How do Autonomous Driving Physical AI and End-to-End Systems Work Together?

07/03 2026 489

The technological approach to autonomous driving is constantly evolving. Over the past two years, end-to-end autonomous driving has transitioned from concept to mass production. Segmented end-to-end systems achieved large-scale implementation between 2024 and 2025, while unified end-to-end and VLA technologies were widely adopted in vehicles between 2025 and 2026. Now, Physical AI has been thrust into the forefront (Related reading: What are the large Physical AI models released by various automakers? What are their advantages?). Data shows that over $10 billion has poured into the Physical AI sector in the last 18 months, with the market expected to reach $82.8 billion globally by 2035. With such a massive market size, does this mean Physical AI will replace end-to-end systems? How do Physical AI and end-to-end systems work together?

What Problems Does Physical AI Aim to Solve After End-to-End?

The core logic of end-to-end systems is to replace independent modular architectures for perception, prediction, and planning with a single neural network. Sensor data can be directly input into the network, which then outputs control commands. This operational logic enables faster reactions in autonomous driving but has a fundamental issue: end-to-end systems essentially perform behavior cloning, training models on vast amounts of human driving data to mimic human driving. While the model can imitate well, it does not truly understand the physical consequences of each action, such as whether adjacent vehicles will accelerate during a lane change or the reaction space available if the vehicle ahead suddenly brakes. Judgments involving physical laws and causal relationships are difficult to cover through behavior imitation alone.

Image source: Internet

Physical AI addresses precisely this issue. It enables machines to understand physical laws such as gravity, inertia, and causality, allowing them to truly participate in the operation of the real world. 2026 has been frequently referred to as the first year of Physical AI. As seen at CVPR 2026, the technical narrative in intelligent driving is shifting from end-to-end systems to Physical AI foundation models. Strategy& consulting predicts that the global Physical AI market will reach €430 billion by 2030, with autonomous driving being a core application. Data from Acumen Research shows that the global Physical AI market is expected to reach approximately $6.44 billion in 2026 and grow to $82.79 billion by 2035.

At this stage, a consensus is forming in the autonomous driving industry that the next phase of large intelligent driving models will be foundation models for the physical world. The relationship between Physical AI and end-to-end systems is not one of replacement; rather, Physical AI fills in the missing piece of end-to-end systems, enabling autonomous driving systems to evolve from knowing how to drive to understanding how to drive.

What Capability Modules Does Physical AI Include in Vehicle Deployment?

Before discussing how Physical AI and end-to-end systems work together, it's essential to understand what Physical AI includes in vehicle deployment. Physical AI is not a single model but a capability system.

The world model serves as the underlying foundation of Physical AI, tasked with predicting the future state and interaction logic of the physical world. Analogous to how large language models rely on word-by-word prediction to compress common sense about the digital world, world models use the same logic to understand the physical properties of objects, the causal relationships of motion, and potential interactions. However, instead of predicting the next word, they predict what the physical world will look like next. Xpeng's X-World is a typical example, a controllable multi-camera generative world model. When historical multi-view videos and future self-vehicle actions are input, it does not output a synthetic road-like image but directly answers questions about what the surrounding world would look like if the vehicle executes a certain action next.

◆ ◆ ◆ ◆

TASKS TO CARRY OUT ::
a. Retype the passage of the Physical AI article that opens with the words containing "Before discussing how" and closes with "a capability system.".
b. Write what comes next in the article on Physical AI and end-to-end driving, picking up after its final sentence.

[Named object pointing entries]
◆ ◆ ◆ ◆

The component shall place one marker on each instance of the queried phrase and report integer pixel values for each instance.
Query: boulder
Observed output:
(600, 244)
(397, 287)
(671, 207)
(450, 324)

◆ ◆ ◆ ◆

FINAL ANSWERS ::
a.
Before discussing how Physical AI and end-to-end systems work together, it's essential to understand what Physical AI includes in vehicle deployment. Physical AI is not a single model but a capability system.

b.
Image source: Internet

VLA (Vision-Language-Action model) is the cognitive and decision-making module of Physical AI, regarded by the industry as an intelligent enhanced version of end-to-end solutions. VLA unifies vision, language, and actions within a single model framework, enabling the system to generate driving actions directly from inputs such as video streams and navigation instructions. NVIDIA's Alpamayo 2 Super is a 32-billion-parameter inferential VLA model used to advance the development of L4 autonomous taxis.

Reinforcement learning serves as the strategy optimization module of Physical AI (Related reading: What is 'reinforcement learning' often mentioned in autonomous driving?). Traditional intelligent driving systems essentially operate based on recognition, matching, and execution logic, prone to errors when encountering long-tail scenarios not present in the database. Reinforcement learning relies on reward mechanisms to iteratively optimize strategies in simulation spaces, allowing AI to autonomously explore how to drive in countless virtual simulations as if it were part of the scenario.

The world model, VLA, and reinforcement learning modules together constitute the core capabilities of Physical AI, with the end-to-end model serving as their execution outlet.

How Do the Modules of Physical AI Work with End-to-End Systems?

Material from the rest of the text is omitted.